» **REQUIRED WORK**
The line with "column 224, row 314" marks the first line to copy, and the line with "column 52, row 127" marks the last. Transcribe that stretch of the data below exactly, without pictures.

Top of EXERCISE DATA

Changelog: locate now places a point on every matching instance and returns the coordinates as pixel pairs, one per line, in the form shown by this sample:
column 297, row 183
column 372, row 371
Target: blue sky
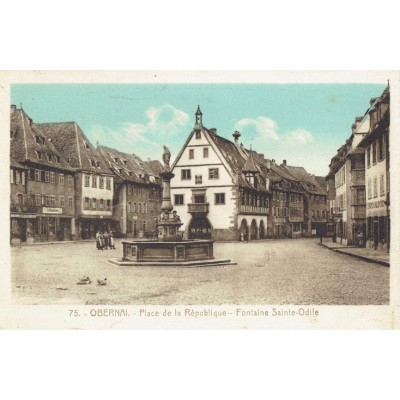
column 302, row 123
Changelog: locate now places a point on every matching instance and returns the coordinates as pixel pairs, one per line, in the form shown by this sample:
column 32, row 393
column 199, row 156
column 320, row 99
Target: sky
column 302, row 123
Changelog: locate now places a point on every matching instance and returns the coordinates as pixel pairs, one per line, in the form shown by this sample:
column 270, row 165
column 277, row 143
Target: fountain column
column 169, row 222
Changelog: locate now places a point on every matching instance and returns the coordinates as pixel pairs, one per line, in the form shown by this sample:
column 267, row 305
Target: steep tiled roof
column 71, row 141
column 130, row 167
column 29, row 143
column 308, row 181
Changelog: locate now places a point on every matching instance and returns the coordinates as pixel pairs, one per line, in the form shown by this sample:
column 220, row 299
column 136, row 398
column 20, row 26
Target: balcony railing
column 198, row 208
column 253, row 209
column 358, row 177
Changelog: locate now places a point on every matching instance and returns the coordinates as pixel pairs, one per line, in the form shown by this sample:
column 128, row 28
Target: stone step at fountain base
column 213, row 262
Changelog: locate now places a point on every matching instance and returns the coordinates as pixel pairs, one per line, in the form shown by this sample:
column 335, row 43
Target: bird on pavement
column 84, row 281
column 102, row 282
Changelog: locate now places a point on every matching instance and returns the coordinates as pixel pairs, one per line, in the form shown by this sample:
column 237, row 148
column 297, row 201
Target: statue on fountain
column 166, row 158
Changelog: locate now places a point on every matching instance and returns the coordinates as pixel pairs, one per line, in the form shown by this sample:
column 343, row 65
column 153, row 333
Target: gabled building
column 314, row 200
column 219, row 190
column 375, row 146
column 347, row 173
column 94, row 182
column 42, row 184
column 137, row 192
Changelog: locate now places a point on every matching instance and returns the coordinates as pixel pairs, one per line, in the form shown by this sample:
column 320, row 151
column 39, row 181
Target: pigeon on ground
column 102, row 282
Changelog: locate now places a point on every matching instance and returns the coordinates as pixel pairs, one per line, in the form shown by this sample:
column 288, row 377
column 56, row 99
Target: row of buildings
column 64, row 188
column 359, row 180
column 223, row 191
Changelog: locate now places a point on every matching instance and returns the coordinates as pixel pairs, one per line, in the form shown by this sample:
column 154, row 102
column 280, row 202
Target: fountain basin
column 187, row 253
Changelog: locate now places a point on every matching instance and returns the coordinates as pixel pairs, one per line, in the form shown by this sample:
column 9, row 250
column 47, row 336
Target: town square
column 169, row 210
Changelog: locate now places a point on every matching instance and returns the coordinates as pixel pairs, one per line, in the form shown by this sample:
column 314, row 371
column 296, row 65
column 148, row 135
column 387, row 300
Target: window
column 219, row 198
column 374, row 153
column 199, row 199
column 382, row 185
column 179, row 199
column 186, row 174
column 380, row 148
column 369, row 189
column 213, row 173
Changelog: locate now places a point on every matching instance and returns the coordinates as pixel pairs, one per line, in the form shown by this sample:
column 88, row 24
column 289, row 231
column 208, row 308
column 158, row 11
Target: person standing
column 106, row 240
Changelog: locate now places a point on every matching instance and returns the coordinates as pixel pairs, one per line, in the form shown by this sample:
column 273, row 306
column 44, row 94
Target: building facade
column 137, row 193
column 377, row 173
column 219, row 190
column 41, row 185
column 93, row 183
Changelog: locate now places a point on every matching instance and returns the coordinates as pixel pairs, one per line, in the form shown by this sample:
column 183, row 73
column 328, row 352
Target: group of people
column 104, row 240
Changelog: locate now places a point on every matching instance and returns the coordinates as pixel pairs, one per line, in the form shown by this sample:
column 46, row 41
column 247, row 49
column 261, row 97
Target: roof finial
column 199, row 117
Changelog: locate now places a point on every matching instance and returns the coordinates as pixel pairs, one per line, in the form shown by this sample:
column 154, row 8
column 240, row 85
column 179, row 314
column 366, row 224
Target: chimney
column 372, row 101
column 236, row 136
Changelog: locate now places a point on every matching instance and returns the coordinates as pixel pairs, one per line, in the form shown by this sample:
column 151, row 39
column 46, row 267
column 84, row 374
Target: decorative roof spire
column 249, row 165
column 199, row 117
column 236, row 136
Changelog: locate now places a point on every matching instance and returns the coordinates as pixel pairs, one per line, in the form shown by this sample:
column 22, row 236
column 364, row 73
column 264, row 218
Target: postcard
column 200, row 200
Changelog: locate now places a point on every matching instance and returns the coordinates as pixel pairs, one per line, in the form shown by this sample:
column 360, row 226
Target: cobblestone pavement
column 295, row 271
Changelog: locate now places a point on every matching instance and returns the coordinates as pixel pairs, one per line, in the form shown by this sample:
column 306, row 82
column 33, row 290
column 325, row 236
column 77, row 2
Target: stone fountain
column 169, row 249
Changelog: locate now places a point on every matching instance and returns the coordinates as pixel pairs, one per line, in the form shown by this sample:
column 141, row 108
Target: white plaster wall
column 370, row 173
column 97, row 193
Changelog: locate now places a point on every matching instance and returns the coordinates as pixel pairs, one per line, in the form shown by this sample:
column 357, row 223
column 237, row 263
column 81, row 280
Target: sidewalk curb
column 367, row 259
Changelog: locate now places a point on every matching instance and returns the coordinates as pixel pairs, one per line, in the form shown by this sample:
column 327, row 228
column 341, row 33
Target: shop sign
column 52, row 210
column 376, row 204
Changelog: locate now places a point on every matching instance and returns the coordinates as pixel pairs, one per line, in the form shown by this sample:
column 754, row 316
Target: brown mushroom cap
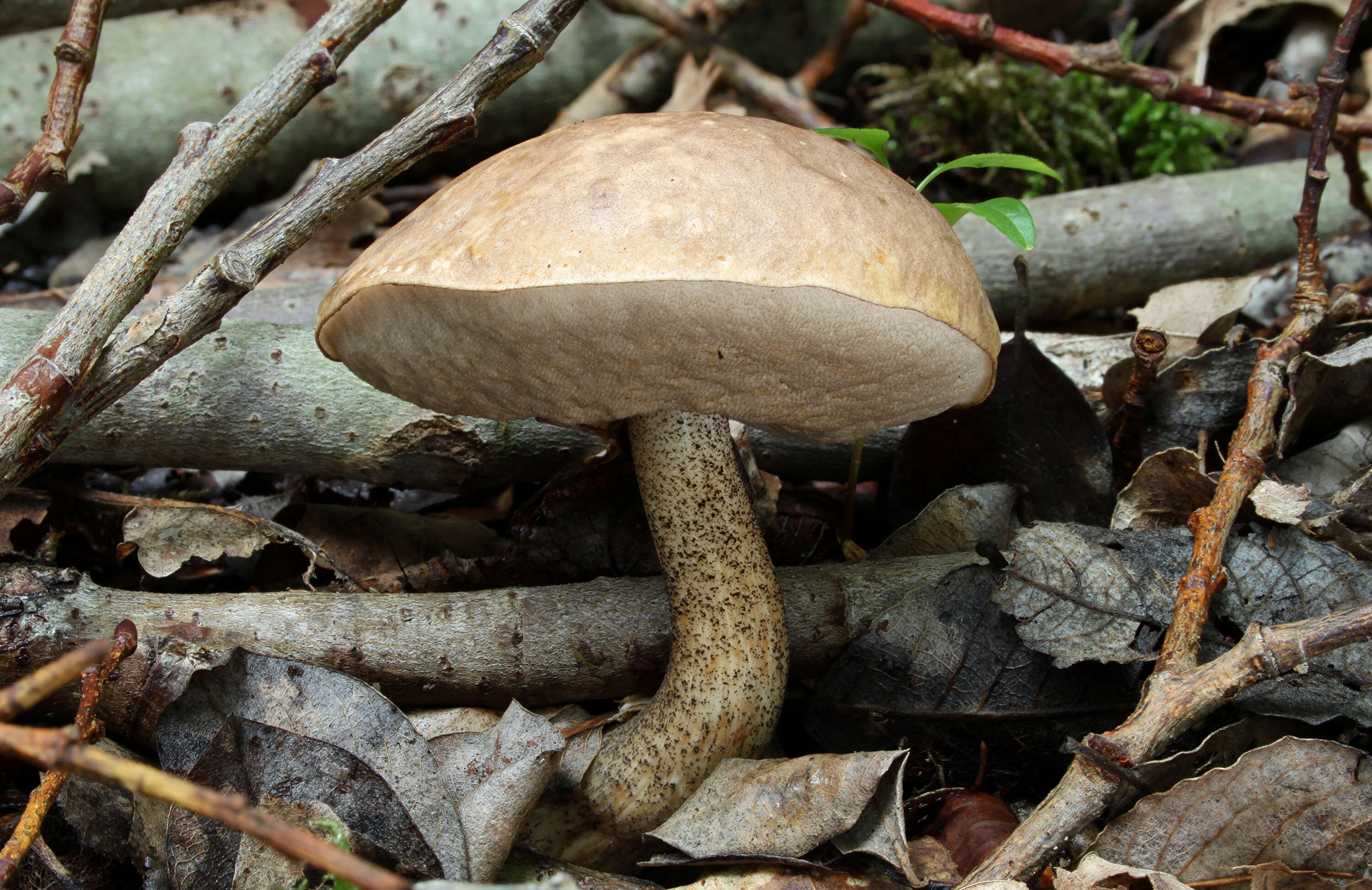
column 685, row 261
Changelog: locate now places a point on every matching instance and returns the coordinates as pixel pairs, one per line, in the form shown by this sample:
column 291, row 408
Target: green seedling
column 1010, row 216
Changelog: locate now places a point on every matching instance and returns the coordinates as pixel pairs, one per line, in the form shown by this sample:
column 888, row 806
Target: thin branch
column 821, row 66
column 445, row 119
column 44, row 682
column 772, row 92
column 1108, row 61
column 208, row 160
column 1180, row 694
column 90, row 730
column 58, row 750
column 46, row 165
column 1149, row 348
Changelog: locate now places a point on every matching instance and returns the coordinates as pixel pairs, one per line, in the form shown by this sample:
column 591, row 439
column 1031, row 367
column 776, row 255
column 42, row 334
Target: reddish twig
column 1180, row 694
column 1149, row 348
column 59, row 750
column 90, row 730
column 445, row 119
column 44, row 682
column 46, row 165
column 821, row 66
column 208, row 158
column 1108, row 61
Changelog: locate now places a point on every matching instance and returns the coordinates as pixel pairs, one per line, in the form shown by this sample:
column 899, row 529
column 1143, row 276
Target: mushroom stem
column 725, row 685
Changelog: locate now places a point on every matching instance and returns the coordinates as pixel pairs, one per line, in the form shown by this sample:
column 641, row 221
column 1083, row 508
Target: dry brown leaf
column 957, row 521
column 789, row 807
column 970, row 825
column 1094, row 873
column 20, row 506
column 1164, row 492
column 168, row 535
column 1307, row 803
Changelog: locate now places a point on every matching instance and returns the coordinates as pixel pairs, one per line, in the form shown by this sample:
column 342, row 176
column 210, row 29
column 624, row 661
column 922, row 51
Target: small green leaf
column 1016, row 162
column 873, row 140
column 1008, row 215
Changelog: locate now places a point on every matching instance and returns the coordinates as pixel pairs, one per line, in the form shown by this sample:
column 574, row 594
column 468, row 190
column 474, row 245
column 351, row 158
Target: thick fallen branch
column 1108, row 61
column 46, row 165
column 544, row 646
column 1179, row 693
column 46, row 378
column 448, row 117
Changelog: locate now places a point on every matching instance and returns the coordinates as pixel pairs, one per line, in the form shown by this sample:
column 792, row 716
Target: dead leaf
column 944, row 667
column 972, row 825
column 272, row 728
column 788, row 808
column 1164, row 492
column 1304, row 801
column 957, row 521
column 1323, row 468
column 1036, row 429
column 21, row 506
column 378, row 540
column 497, row 778
column 1335, row 385
column 169, row 535
column 1195, row 312
column 1098, row 874
column 1091, row 594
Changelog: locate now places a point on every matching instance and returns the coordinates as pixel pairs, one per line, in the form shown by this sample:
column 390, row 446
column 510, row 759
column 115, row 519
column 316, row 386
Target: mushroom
column 675, row 271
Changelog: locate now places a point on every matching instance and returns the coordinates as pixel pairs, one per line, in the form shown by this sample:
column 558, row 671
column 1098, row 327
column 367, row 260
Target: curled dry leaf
column 1305, row 803
column 1164, row 492
column 1335, row 383
column 376, row 540
column 496, row 778
column 787, row 808
column 970, row 825
column 168, row 535
column 1036, row 429
column 946, row 665
column 1197, row 312
column 291, row 735
column 1094, row 873
column 957, row 521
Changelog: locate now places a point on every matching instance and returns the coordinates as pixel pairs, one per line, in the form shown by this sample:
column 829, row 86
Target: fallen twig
column 59, row 750
column 1149, row 348
column 1180, row 693
column 445, row 119
column 821, row 66
column 44, row 381
column 1108, row 61
column 90, row 730
column 46, row 165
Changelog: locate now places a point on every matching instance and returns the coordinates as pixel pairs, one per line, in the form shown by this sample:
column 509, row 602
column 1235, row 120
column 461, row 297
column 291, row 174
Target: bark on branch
column 544, row 646
column 46, row 379
column 46, row 165
column 1179, row 693
column 1108, row 61
column 448, row 117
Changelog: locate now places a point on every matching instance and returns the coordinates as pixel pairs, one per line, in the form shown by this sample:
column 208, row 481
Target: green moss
column 1093, row 131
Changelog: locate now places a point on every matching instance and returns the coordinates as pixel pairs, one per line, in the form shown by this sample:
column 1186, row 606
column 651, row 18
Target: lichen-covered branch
column 44, row 381
column 448, row 117
column 1108, row 61
column 46, row 165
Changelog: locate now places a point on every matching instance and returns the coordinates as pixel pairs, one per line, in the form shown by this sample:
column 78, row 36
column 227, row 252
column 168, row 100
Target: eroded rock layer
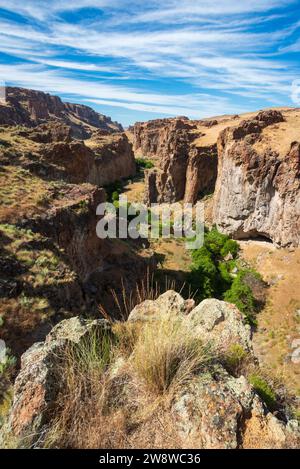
column 258, row 185
column 185, row 167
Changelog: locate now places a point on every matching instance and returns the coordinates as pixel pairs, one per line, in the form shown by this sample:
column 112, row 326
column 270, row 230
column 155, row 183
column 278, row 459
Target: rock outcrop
column 31, row 108
column 109, row 159
column 257, row 190
column 184, row 169
column 213, row 409
column 38, row 383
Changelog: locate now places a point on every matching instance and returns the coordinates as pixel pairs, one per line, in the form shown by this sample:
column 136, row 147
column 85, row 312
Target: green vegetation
column 264, row 390
column 213, row 274
column 242, row 296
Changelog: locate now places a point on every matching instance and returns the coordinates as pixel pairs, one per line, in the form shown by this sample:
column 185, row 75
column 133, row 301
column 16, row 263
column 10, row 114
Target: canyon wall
column 31, row 107
column 258, row 185
column 184, row 168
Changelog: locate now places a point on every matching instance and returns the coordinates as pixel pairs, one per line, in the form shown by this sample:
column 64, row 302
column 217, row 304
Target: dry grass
column 167, row 355
column 147, row 289
column 82, row 417
column 117, row 394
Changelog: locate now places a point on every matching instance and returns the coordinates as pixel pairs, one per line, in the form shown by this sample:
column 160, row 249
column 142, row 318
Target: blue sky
column 138, row 60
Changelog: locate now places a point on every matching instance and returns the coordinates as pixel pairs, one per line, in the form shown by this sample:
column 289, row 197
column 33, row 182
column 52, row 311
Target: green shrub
column 115, row 196
column 230, row 247
column 235, row 357
column 242, row 296
column 264, row 390
column 142, row 163
column 211, row 275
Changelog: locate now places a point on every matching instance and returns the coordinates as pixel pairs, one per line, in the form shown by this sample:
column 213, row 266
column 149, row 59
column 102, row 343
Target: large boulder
column 221, row 323
column 169, row 303
column 38, row 382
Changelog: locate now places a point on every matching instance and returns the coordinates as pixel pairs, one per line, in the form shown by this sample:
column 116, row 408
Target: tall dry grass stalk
column 147, row 289
column 167, row 355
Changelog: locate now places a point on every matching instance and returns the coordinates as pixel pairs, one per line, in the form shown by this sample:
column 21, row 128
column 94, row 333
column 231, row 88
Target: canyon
column 251, row 163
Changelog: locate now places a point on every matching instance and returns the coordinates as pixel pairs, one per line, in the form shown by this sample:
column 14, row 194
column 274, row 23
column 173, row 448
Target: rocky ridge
column 257, row 189
column 30, row 108
column 184, row 170
column 212, row 410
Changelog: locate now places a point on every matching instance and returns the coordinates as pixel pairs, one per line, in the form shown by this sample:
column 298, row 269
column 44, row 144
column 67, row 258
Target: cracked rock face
column 257, row 190
column 38, row 382
column 184, row 169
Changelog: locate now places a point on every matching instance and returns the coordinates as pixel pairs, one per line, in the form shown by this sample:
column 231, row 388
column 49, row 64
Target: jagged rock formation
column 100, row 160
column 212, row 410
column 37, row 384
column 258, row 185
column 185, row 168
column 49, row 192
column 31, row 107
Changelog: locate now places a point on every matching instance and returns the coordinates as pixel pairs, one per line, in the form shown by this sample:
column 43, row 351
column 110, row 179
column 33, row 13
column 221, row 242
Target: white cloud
column 211, row 47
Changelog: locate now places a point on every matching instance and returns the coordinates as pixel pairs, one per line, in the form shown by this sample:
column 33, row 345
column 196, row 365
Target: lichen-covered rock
column 38, row 382
column 211, row 409
column 264, row 431
column 223, row 412
column 208, row 414
column 221, row 323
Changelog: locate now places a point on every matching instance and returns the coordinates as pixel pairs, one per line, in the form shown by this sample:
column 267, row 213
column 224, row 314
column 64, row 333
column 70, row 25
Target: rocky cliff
column 50, row 186
column 212, row 405
column 185, row 168
column 258, row 184
column 31, row 107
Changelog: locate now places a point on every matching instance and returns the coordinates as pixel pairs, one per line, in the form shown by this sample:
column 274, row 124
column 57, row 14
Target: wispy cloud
column 187, row 57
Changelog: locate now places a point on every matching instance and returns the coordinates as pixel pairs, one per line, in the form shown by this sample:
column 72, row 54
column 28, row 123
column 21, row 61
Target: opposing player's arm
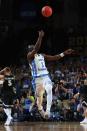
column 57, row 57
column 37, row 46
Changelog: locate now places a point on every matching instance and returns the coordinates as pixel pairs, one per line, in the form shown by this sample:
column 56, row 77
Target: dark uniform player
column 8, row 92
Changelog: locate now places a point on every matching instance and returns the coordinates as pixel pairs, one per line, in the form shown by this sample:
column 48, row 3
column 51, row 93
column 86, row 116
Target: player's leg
column 84, row 104
column 9, row 117
column 39, row 96
column 48, row 88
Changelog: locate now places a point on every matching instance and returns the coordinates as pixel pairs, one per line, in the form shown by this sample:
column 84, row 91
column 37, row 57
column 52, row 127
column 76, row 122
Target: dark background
column 20, row 21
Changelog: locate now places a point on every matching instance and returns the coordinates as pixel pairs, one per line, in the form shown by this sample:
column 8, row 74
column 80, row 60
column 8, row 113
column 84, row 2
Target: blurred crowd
column 67, row 77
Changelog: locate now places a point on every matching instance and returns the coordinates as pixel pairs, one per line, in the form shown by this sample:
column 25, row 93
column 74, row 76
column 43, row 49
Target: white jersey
column 38, row 67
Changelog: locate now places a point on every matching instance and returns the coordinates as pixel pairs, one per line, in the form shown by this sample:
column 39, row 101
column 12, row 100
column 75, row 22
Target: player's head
column 30, row 48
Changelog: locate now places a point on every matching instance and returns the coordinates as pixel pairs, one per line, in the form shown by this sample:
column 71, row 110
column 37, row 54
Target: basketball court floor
column 45, row 126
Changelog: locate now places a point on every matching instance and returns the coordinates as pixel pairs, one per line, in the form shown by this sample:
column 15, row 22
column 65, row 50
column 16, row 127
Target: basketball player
column 40, row 74
column 8, row 92
column 83, row 99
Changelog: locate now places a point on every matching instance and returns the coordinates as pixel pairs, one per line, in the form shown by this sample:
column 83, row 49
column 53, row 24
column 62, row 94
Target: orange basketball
column 46, row 11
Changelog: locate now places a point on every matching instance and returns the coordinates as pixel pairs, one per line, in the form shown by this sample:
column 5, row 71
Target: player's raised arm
column 37, row 46
column 57, row 57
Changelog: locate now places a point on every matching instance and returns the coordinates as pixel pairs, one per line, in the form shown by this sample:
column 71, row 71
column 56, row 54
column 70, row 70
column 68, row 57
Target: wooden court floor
column 45, row 126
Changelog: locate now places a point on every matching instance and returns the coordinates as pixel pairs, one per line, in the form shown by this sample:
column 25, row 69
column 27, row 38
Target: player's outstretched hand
column 41, row 33
column 69, row 51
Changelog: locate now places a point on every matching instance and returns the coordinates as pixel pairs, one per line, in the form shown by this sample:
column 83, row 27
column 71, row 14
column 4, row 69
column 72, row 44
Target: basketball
column 46, row 11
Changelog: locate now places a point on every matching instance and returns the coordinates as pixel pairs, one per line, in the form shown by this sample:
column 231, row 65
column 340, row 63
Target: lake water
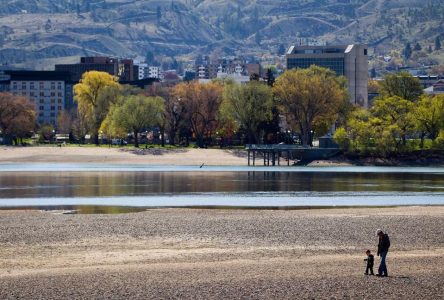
column 24, row 185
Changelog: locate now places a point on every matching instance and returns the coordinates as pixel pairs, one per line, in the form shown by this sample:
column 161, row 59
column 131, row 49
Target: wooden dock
column 272, row 154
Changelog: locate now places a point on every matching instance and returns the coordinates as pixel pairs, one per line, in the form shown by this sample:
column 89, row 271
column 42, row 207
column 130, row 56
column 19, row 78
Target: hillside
column 62, row 30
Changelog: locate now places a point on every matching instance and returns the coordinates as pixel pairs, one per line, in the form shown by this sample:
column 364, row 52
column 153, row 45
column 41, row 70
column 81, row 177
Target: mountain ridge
column 33, row 30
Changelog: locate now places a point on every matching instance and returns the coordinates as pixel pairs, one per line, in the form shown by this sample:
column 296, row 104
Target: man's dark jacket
column 384, row 243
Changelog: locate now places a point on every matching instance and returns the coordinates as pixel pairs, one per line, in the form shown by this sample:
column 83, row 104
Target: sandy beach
column 220, row 254
column 103, row 155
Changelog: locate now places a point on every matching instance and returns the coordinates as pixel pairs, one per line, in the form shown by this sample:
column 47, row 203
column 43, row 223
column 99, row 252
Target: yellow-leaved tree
column 309, row 98
column 94, row 95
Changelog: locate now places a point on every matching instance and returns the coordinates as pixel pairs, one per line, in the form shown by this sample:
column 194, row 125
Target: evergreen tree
column 407, row 51
column 149, row 58
column 418, row 47
column 258, row 38
column 158, row 13
column 281, row 49
column 270, row 77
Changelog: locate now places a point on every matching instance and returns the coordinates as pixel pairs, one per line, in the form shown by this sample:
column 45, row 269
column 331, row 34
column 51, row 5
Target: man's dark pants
column 382, row 270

Bottom of EXERCISE DATA

» **TASK ANSWER**
column 224, row 314
column 64, row 333
column 70, row 25
Target: rocky cliff
column 50, row 186
column 212, row 405
column 185, row 168
column 258, row 184
column 31, row 107
Changelog: locate now places a point on every matching instance and returns the coordinates as pixel pairs, one per line, in the form shown by this sample:
column 274, row 124
column 57, row 14
Target: wispy cloud
column 187, row 57
Changelog: locate now places a point on every matching instance and returns the coordinates as pixel pairs, one per line, in the form shown by this sample:
column 72, row 54
column 28, row 123
column 21, row 61
Target: opposing player's arm
column 57, row 57
column 37, row 46
Changelog: locate now places a point on every matching instance and returns the coordinates as pixel pairs, one per line, in the form shown by this sample:
column 56, row 77
Target: dark uniform player
column 8, row 92
Changelog: locate now places a point on every matching instance and returns the coordinates as pixel pairs, one per line, in the form shown by this sample:
column 48, row 3
column 51, row 93
column 86, row 116
Target: player's leg
column 84, row 104
column 9, row 117
column 39, row 96
column 48, row 88
Changelog: locate now places a point on every matching instance and returns the coordinates as pixel pairs, one per line, in the form shown by this sample:
column 84, row 91
column 37, row 57
column 52, row 127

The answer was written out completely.